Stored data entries
══════════

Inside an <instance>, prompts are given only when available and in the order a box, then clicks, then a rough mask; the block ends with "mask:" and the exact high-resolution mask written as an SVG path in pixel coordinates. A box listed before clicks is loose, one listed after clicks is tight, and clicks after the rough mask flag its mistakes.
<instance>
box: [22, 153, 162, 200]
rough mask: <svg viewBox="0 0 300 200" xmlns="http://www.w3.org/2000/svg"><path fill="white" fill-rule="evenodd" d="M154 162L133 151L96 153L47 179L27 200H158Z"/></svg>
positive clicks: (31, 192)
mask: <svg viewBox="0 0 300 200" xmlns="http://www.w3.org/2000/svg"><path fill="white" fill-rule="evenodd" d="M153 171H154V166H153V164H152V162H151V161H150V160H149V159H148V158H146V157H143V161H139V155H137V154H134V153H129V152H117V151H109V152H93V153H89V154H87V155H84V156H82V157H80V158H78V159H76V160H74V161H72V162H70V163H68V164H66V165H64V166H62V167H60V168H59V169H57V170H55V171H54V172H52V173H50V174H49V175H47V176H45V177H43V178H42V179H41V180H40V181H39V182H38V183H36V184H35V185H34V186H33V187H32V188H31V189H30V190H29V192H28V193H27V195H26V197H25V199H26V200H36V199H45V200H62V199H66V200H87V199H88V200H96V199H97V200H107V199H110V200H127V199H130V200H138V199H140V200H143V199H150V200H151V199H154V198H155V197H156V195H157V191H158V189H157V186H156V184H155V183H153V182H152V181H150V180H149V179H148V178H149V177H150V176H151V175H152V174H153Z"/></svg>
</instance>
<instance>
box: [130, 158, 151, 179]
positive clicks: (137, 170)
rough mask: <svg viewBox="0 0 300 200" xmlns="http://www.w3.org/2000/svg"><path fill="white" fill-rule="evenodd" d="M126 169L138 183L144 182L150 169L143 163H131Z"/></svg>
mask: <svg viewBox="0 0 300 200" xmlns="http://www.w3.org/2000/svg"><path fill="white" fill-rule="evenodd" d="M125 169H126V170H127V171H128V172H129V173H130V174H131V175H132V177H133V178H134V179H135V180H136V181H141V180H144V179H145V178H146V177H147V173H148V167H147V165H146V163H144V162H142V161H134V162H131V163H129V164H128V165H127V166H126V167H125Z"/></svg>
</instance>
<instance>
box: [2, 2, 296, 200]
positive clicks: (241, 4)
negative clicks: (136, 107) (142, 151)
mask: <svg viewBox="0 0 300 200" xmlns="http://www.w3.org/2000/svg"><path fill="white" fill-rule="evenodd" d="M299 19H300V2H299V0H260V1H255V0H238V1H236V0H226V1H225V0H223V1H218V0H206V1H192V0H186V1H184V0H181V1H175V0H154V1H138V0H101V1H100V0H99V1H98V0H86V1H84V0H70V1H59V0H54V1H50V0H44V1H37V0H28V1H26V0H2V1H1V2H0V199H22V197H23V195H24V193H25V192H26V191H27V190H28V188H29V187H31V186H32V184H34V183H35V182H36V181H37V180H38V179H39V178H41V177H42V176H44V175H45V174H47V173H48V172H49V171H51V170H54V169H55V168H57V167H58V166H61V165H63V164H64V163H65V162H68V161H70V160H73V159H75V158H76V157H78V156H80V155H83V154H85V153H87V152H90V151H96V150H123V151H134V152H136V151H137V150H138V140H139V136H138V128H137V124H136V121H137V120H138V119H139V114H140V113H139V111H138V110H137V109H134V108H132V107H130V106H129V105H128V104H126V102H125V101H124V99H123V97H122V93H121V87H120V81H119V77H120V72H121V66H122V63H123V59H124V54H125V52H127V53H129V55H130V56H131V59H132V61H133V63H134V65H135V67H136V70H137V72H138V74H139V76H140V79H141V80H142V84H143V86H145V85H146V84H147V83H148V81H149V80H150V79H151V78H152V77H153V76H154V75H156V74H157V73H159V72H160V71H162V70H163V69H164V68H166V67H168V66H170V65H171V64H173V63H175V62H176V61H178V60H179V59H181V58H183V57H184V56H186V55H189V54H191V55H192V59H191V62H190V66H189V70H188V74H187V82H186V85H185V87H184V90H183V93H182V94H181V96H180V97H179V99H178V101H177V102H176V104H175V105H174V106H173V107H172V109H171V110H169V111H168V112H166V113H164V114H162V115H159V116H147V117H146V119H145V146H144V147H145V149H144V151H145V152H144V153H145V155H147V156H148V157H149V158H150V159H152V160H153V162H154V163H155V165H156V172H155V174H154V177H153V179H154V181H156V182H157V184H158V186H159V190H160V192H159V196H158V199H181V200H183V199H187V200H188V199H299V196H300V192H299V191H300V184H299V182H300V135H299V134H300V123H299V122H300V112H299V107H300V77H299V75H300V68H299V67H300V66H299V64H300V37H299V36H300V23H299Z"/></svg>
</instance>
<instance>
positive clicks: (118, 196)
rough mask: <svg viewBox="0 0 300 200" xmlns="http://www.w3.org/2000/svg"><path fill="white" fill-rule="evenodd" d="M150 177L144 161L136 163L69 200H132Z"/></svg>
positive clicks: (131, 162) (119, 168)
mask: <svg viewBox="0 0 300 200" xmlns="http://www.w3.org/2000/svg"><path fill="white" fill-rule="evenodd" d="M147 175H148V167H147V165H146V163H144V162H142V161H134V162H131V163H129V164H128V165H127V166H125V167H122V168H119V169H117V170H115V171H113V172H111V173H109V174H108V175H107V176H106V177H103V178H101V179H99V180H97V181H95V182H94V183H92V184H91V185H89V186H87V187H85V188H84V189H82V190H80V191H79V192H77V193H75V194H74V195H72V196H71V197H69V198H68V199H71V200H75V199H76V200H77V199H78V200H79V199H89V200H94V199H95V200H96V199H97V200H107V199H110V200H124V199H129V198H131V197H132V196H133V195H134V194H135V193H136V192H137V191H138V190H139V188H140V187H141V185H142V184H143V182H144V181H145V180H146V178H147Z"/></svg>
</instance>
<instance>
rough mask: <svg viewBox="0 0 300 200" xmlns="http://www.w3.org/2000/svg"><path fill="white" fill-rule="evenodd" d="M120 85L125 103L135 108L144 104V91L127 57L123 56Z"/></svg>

══════════

Work request: Reproduce the data verbatim from its first line through the line holding "positive clicks: (31, 192)", inclusive.

Your response:
Inside an <instance>, prompts are given only when available and in the order a box, then clicks, then a rough mask; the block ends with "mask:" and the exact high-resolution mask written as an SVG path in pixel coordinates. A box listed before clicks is loose, one listed after clicks is tight, and clicks after the rough mask flag its mistakes.
<instance>
box: [22, 153, 162, 200]
rough mask: <svg viewBox="0 0 300 200" xmlns="http://www.w3.org/2000/svg"><path fill="white" fill-rule="evenodd" d="M154 162L133 151L96 153L47 179L27 200H158Z"/></svg>
positive clicks: (31, 192)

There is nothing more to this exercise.